» **Your instructions**
Replace "fence post" with "wooden post" throughout the records below and change nothing else. Leave the pictures out of your answer.

Image object location entries
* BEGIN *

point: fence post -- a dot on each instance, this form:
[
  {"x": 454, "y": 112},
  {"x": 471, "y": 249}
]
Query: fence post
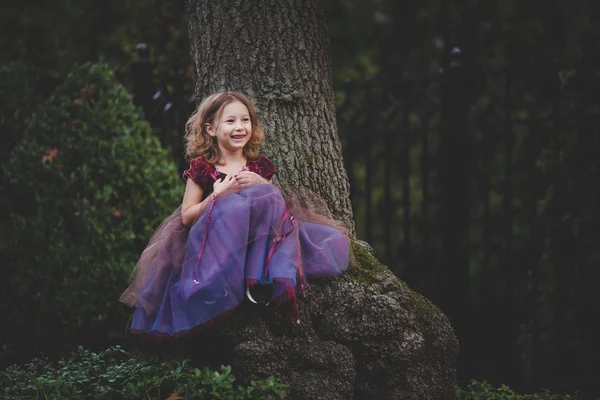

* END *

» **Written solution**
point: wooden post -- a dot on each instance, this form:
[
  {"x": 454, "y": 112},
  {"x": 471, "y": 249}
]
Query: wooden post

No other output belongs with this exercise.